Early YearsWhitney Elizabeth Houston was born in Newark, New Jersey, on August 9, 1963; her mother is Grammy award winning gospel/R&B singer Cissy Houston, and her cousin is Grammy Award winning pop singer Dionne Warwick. By age 11, Houston was performing as a soloist in the junior gospel choir at the New Hope Baptist church in Newark. As a teenager, she began accompanying her mother in concert (as well as on the 1978 album Think It Over). She was a backing singer with established acts, such as Chaka Khan and Lou Rawls, as well as the lead vocalist on the Michael Zager Band's single "Life's A Party". Somewhat bizarrely, Houston's first recording as a featured vocalist was with Bill Laswell's experimental jazz-funk ensemble Material; their 1982 album One Down placed Houston alongside such unlikely avant-gardists as Archie Shepp and Fred Frith. She also appeared as a model in various magazines, appearing on the cover of "Seventeen" and as an actress in television shows such as Give Me A Break and Silver Spoons." (Steve Huey, All Music Guide)
By 1983, Whitney Houston had entered a worldwide contract with Arista Records after Arista chief Clive Davis heard Houston perform at a nightclub with her mother. The following year had her first commercial success when "Hold Me", a duet with Teddy Pendergrass , crept into the US Top 50. However, the rest of that year was taken up with the recording of a debut album. Clive Davis, who had taken a strong personal interest in the vocalist, insisted on selecting the best songwriters and producers in search of the definitive debut album. Her self titled debut, Whitney Houston, was released in March of 1985, from which time it would begin its slow stalking of the album charts. Its steady climb was encouraged by the success of the singles "You Give Good Love" and "Saving All My Love For You", which hit numbers 3 and 1, respectively. The latter single also saw her on top of the charts in the UK and much of the rest of the world. The disco-influenced "How Will I Know" and the more soul-flavored "Greatest Love Of All", both topped the US charts in rapid succession. A year to the month after its release, Whitney Houston hit number one on the album charts. It eventually sold over 13-million copies in the U.S. alone, making it the best-selling debut ever by an American female artist. Her domination was acknowledged by a series of prestigious awards, notably a Best Pop Vocal Performance-Female Grammy for "Saving All My Love For You" and an Emmy for Outstanding Individual Performance In A Variety Program On TV.

(Image boundary annotation records)
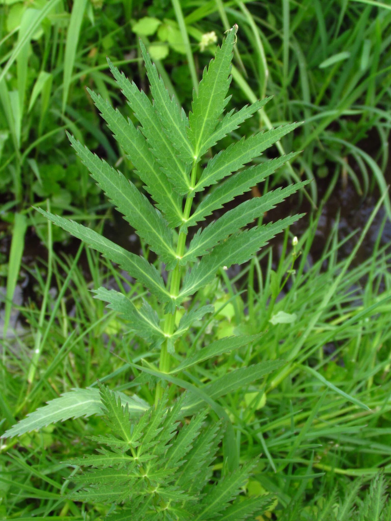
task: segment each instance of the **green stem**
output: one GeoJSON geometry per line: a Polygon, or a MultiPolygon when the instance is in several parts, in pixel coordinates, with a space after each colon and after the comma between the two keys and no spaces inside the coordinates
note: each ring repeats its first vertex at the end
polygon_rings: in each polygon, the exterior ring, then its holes
{"type": "MultiPolygon", "coordinates": [[[[191,210],[191,205],[194,199],[194,187],[196,185],[196,174],[197,169],[197,161],[194,159],[193,163],[193,167],[191,170],[191,179],[190,180],[190,189],[186,197],[186,202],[185,205],[184,210],[184,221],[186,222],[189,219],[191,210]]],[[[178,238],[178,244],[177,245],[176,254],[178,258],[183,256],[185,253],[185,246],[186,244],[186,237],[187,231],[179,232],[179,236],[178,238]]],[[[179,291],[181,281],[180,266],[179,261],[175,266],[173,271],[173,275],[171,278],[171,283],[170,285],[170,294],[173,296],[176,296],[179,291]]],[[[175,307],[173,313],[167,313],[165,316],[164,321],[164,333],[167,336],[172,335],[174,332],[174,329],[175,326],[175,317],[176,316],[177,308],[175,307]]],[[[167,344],[169,341],[169,339],[167,339],[162,345],[160,351],[160,360],[159,361],[159,370],[162,373],[168,373],[170,369],[170,355],[167,350],[167,344]]],[[[155,395],[155,405],[157,404],[157,402],[162,398],[163,394],[163,389],[160,382],[157,382],[156,389],[156,394],[155,395]]]]}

Tasks
[A] Copy the records word for word from their first line through the line containing "polygon_rings: in each", leaving out the picture.
[B] Pick up the Whitney Houston biography where it stops and carry it on from there.

Written answers
[A]
task: segment each instance of the **green stem**
output: one GeoJSON geometry per line: a Polygon, or a MultiPolygon when the instance is in several parts, in pixel coordinates, with a space after each colon and after the comma between the two keys and no spaces inside the coordinates
note: each ring repeats its first vertex at the end
polygon_rings: in each polygon, the exterior ring, then its holes

[B]
"Whitney Houston cemented her superstar status on her next album, Whitney; despite the unimaginative title, it sold over nine-million copies in the U.S" (Steve Huey, All Music Guide). "I Wanna Dance With Somebody (Who Loves Me)", released in 1987, topped charts around the world, paving the way for Houston to become the first album by a female artist to debut at number 1 on the US album chart, a feat it also achieved in the UK. The album included a version of "I Know Him So Well", sang as a duet with her mother Cissy, and the ballad "Didn't We Almost Have It All" which became her fifth successive US number 1 shortly afterwards. However, even this was surpassed when "So Emotional" and "Where Do Broken Hearts Go" continued the sequence, making seven consecutive number one hits, breaking a record previously shared by the Beatles and the Bee Gees. In 1988, she made a controversial appearance at Nelson Mandela's 70th Birthday Party, where other acts accused her of behaving like a prima donna. By September, "Love Will Save The Day" had finally broken the winning sequence in the USA where it could only manage number 9. Another series of awards followed, including the Best Pop Vocal Performance-Female Grammy for "I Wanna Dance with Somebody (Who Loves Me)" and Pop Female Vocal and Soul/R&B Female Vocal categories at the American Music Awards. Rumors abounded of film offers alongside such actors as Robert De Niro and Eddie Murphy, however Houston turned down all movie offers at this time.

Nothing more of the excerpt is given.